Exercises to complete
1. Print the passage on Thomas Kuhn, starting at "From these remarks, one" and ending at "in his postscript.".
2. List the adjectives that the passage on Thomas Kuhn uses to describe the structure of development that it calls not relative.
3. Go on with the passage on Thomas Kuhn from where it stops.

Selected extract
============================================================
Thomas Kuhn's philosophy of science, as expressed in The Structure of Scientific Revolutions is often interpreted as relativistic. He claimed that as well as progressing steadily and incrementally ("normal science"), science undergoes periodic revolutions or "paradigm shifts", leaving scientists working in different paradigms with difficulty in even communicating. Thus the truth of a claim, or the existence of a posited entity is relative to the paradigm employed. However, it isn't necessary for him to embrace relativism because every paradigm presupposes the prior, building upon itself through history and so on. This leads to there being a fundamental, incremental, and referential structure of development which is not relative but again, fundamental.
From these remarks, one thing is however certain: Kuhn is not saying that incommensurable theories cannot be compared - what they can’t be is compared in terms of a system of common measure. He very plainly says that they can be compared, and he reiterates this repeatedly in later work, in a (mostly in vain) effort to avert the crude and sometimes catastrophic misinterpretations he suffered from mainstream philosophers and post-modern relativists alike.[40]
But Thomas Kuhn denied the accusation of being a relativist later in his postscript.
============================================================
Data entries
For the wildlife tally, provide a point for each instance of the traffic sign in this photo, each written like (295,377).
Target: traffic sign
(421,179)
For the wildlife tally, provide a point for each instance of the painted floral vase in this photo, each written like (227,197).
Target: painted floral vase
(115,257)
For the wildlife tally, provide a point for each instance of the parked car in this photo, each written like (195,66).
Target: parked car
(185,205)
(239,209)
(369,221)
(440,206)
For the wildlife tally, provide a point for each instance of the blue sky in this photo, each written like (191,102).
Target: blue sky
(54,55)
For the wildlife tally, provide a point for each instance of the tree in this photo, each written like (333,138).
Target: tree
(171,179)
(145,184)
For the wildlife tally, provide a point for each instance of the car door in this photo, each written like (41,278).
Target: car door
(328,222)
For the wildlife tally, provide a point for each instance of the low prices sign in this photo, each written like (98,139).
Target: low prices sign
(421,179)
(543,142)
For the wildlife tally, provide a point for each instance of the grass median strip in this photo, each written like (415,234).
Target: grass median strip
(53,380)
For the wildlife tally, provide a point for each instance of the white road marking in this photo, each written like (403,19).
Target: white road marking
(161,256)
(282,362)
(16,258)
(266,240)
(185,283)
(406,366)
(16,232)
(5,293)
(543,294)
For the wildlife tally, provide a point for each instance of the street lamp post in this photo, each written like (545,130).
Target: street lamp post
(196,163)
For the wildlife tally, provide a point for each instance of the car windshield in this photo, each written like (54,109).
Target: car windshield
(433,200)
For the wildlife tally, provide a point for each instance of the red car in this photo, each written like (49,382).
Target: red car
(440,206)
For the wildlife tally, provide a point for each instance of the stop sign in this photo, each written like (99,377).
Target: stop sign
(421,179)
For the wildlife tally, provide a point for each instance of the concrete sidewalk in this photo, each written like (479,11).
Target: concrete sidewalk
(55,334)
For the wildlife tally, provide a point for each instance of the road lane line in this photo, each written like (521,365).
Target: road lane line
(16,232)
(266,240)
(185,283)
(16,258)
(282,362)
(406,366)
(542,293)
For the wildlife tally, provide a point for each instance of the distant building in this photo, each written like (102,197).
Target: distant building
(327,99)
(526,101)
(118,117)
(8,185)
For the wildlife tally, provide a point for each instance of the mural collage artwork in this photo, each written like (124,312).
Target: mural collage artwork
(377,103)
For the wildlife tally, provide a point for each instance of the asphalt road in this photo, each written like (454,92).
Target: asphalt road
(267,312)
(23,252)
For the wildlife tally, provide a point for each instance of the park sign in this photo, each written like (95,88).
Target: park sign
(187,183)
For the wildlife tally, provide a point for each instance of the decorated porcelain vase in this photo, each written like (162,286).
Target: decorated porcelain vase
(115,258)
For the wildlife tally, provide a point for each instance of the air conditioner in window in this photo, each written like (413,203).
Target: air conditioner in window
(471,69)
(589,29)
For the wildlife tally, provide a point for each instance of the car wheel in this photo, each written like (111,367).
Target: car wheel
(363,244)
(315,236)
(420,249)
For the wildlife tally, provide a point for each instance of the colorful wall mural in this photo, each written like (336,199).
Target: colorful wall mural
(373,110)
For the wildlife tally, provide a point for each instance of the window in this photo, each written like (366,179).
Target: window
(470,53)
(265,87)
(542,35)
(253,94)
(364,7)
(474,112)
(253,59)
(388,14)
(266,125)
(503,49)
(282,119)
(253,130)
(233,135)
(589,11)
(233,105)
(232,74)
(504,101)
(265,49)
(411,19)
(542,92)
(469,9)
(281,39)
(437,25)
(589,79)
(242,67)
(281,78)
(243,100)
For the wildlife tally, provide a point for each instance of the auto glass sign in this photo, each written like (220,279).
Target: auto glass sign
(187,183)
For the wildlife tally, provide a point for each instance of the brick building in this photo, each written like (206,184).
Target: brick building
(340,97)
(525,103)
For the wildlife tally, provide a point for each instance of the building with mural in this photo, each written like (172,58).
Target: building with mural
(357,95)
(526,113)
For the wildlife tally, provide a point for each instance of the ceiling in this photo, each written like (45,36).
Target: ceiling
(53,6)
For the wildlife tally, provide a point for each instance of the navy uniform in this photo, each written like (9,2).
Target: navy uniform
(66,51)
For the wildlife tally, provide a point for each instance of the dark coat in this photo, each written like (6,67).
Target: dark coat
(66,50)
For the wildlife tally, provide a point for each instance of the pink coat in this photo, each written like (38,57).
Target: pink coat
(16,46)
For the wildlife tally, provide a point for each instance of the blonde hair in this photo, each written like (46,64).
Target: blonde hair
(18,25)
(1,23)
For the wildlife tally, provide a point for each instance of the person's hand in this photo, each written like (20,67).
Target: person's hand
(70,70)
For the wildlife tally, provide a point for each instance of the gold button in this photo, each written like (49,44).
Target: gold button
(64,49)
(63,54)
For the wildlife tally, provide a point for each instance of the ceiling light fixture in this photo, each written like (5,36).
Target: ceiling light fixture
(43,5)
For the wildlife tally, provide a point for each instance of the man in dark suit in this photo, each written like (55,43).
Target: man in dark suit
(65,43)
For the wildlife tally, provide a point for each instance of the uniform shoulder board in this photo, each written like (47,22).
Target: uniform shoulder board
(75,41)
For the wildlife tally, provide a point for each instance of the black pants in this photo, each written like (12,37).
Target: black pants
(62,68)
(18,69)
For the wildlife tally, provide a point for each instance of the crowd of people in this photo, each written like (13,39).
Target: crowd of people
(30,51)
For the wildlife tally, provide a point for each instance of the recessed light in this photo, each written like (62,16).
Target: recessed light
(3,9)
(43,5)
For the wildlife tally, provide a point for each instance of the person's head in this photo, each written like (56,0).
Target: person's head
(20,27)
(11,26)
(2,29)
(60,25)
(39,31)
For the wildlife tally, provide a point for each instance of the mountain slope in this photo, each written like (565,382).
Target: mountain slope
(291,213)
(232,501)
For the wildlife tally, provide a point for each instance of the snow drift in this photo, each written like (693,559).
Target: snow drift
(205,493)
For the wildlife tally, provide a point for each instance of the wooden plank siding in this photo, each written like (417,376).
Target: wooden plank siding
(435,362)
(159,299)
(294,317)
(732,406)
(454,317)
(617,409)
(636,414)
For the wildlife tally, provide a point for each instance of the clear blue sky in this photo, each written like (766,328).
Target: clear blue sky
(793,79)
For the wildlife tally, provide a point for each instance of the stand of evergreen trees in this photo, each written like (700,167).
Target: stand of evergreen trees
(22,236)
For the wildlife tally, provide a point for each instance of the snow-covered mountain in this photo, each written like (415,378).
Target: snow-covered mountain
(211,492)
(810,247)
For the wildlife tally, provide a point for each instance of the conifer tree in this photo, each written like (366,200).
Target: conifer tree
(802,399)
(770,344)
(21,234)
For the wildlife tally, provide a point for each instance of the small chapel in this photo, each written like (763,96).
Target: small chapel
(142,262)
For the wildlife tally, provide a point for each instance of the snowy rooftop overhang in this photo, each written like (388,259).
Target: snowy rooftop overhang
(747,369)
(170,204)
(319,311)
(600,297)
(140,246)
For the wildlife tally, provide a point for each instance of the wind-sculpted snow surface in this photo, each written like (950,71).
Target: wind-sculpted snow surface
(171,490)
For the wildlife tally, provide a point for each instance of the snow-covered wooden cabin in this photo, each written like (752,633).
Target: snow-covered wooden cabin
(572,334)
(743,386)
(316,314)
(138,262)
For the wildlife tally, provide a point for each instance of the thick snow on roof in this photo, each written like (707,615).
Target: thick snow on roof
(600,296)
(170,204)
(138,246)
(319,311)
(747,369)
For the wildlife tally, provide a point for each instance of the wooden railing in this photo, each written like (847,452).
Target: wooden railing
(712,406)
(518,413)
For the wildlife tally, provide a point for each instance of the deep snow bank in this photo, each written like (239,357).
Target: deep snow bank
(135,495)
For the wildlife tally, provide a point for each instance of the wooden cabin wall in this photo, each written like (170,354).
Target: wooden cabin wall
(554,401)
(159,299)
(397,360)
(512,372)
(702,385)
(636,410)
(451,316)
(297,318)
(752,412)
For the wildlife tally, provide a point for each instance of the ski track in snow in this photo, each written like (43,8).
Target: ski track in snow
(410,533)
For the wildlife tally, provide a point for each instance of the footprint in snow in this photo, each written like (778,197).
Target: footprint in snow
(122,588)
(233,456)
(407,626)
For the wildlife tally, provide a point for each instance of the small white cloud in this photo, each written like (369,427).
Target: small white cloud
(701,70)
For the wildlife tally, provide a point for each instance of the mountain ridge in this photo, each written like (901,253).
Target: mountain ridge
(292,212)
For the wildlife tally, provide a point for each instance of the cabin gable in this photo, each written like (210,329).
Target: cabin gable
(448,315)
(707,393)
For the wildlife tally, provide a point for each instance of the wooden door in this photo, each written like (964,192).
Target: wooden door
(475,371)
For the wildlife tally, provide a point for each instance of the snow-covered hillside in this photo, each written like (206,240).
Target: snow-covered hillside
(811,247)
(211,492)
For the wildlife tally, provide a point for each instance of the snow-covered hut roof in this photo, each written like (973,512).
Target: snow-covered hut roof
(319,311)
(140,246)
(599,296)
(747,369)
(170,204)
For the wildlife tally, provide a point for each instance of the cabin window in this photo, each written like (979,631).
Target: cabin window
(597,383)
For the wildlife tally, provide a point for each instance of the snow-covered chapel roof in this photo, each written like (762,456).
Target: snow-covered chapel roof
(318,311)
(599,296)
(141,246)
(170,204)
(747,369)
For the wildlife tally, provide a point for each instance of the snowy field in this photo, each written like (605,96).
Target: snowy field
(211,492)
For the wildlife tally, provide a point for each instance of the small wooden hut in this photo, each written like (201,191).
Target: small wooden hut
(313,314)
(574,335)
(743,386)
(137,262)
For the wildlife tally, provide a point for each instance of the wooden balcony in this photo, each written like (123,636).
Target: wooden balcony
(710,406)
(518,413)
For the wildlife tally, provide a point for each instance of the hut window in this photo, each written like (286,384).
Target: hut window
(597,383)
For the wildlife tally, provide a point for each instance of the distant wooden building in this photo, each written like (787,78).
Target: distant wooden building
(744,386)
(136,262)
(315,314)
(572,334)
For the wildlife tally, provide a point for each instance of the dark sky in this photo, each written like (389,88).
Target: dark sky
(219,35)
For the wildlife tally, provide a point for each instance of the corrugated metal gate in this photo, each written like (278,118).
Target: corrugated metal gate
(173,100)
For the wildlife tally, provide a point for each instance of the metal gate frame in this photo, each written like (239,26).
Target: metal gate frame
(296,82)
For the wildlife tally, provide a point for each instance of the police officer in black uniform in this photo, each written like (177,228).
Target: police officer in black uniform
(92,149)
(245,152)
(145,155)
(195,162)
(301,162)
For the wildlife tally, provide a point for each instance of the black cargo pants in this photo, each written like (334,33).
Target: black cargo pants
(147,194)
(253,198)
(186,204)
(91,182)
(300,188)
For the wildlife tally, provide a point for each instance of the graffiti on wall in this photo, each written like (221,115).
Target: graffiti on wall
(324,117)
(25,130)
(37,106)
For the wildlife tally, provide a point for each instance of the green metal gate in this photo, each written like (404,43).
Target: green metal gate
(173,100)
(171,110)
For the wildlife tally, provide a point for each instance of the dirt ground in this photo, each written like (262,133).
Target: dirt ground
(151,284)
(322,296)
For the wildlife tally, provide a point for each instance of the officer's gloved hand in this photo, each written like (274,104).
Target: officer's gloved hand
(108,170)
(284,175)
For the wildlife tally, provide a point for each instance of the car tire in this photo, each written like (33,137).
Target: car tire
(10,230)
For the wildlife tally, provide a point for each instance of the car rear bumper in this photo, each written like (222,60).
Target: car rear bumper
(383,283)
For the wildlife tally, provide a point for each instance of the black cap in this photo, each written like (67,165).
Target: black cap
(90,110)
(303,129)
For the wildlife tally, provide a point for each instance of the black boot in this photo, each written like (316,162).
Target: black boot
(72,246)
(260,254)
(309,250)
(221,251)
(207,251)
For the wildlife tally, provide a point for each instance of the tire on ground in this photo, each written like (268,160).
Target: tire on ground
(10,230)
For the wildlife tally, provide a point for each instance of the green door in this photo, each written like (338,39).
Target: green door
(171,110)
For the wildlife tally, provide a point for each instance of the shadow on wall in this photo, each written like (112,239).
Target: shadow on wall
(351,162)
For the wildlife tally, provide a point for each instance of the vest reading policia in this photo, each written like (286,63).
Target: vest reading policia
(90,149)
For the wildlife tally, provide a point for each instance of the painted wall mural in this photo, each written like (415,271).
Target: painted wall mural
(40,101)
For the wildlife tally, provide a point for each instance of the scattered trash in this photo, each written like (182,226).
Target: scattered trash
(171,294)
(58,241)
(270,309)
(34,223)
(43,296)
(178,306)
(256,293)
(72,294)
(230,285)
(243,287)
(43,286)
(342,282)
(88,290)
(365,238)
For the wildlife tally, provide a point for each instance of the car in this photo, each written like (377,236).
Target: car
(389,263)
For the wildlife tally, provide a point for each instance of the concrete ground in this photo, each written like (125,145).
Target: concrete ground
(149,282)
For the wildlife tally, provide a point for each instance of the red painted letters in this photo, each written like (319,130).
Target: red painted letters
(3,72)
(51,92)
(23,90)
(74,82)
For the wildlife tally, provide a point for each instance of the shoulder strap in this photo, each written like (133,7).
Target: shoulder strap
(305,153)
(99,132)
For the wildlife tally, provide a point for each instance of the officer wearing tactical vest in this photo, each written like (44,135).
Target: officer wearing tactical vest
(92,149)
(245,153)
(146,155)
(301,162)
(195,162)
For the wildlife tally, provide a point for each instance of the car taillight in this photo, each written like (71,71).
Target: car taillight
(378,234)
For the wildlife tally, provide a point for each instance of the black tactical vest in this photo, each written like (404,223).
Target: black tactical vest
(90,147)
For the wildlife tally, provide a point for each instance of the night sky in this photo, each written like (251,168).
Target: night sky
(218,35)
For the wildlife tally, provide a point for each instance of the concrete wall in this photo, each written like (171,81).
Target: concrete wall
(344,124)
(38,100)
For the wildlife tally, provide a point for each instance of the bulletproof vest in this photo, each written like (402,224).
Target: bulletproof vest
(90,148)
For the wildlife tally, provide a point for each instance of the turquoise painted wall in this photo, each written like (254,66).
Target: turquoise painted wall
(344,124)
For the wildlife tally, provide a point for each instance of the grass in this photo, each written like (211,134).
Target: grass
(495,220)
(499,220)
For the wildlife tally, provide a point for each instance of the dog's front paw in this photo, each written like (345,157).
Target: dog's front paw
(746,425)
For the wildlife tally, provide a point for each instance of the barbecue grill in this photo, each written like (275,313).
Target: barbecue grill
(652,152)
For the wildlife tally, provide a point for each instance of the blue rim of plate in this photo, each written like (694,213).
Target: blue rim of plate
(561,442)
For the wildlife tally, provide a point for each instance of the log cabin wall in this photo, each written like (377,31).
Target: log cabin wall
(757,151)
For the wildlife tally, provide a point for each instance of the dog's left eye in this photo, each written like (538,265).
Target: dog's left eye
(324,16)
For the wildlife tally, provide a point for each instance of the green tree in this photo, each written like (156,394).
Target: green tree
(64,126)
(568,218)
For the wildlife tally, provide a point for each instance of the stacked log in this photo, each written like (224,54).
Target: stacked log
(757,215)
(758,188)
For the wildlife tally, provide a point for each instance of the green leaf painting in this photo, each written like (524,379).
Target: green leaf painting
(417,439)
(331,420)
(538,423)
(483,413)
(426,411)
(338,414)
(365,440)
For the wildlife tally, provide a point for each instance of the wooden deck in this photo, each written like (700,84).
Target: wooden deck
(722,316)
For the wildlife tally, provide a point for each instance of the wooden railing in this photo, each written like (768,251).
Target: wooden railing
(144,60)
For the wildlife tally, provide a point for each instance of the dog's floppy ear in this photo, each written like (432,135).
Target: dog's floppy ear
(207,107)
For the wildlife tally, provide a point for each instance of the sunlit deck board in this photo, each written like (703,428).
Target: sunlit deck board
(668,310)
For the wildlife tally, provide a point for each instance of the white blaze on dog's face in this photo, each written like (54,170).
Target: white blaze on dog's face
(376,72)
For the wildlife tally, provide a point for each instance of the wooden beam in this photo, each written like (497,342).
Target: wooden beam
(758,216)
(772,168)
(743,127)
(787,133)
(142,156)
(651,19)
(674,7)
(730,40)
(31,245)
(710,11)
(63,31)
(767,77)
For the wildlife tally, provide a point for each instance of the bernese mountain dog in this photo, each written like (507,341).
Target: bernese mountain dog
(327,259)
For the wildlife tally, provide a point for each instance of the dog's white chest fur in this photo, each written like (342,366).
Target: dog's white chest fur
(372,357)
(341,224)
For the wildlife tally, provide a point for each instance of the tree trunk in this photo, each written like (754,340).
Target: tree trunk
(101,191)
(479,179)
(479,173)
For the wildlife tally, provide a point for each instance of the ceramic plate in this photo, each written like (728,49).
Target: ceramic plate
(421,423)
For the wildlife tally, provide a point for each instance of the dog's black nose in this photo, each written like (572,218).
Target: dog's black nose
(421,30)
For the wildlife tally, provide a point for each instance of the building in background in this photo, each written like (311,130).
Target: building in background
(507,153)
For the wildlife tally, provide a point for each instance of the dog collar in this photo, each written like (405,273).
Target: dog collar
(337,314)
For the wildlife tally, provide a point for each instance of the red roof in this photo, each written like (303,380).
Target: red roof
============================================================
Answers given
1.
From these remarks, one thing is however certain: Kuhn is not saying that incommensurable theories cannot be compared - what they can’t be is compared in terms of a system of common measure. He very plainly says that they can be compared, and he reiterates this repeatedly in later work, in a (mostly in vain) effort to avert the crude and sometimes catastrophic misinterpretations he suffered from mainstream philosophers and post-modern relativists alike.[40]
But Thomas Kuhn denied the accusation of being a relativist later in his postscript.

2.
fundamental
incremental
referential

3.
scientific development is ... a unidirectional and irreversible process. Latter scientific theories are better than earlier ones for solving puzzles ... That is not a relativist's position, and it displays the sense in which I am a convinced believer in scientific progress.[41]
Some have argued that one can also read Kuhn's work as essentially positivist in its ontology: the revolutions he posits are epistemological, lurching toward a presumably 'better' understanding of an objective reality through the lens presented by the new paradigm. However, a number of passages in Structures do indeed appear to be distinctly relativist, and to directly challenge the notion of an objective reality and the ability of science to progress towards an ever-greater grasp of it, particularly through the process of paradigm change.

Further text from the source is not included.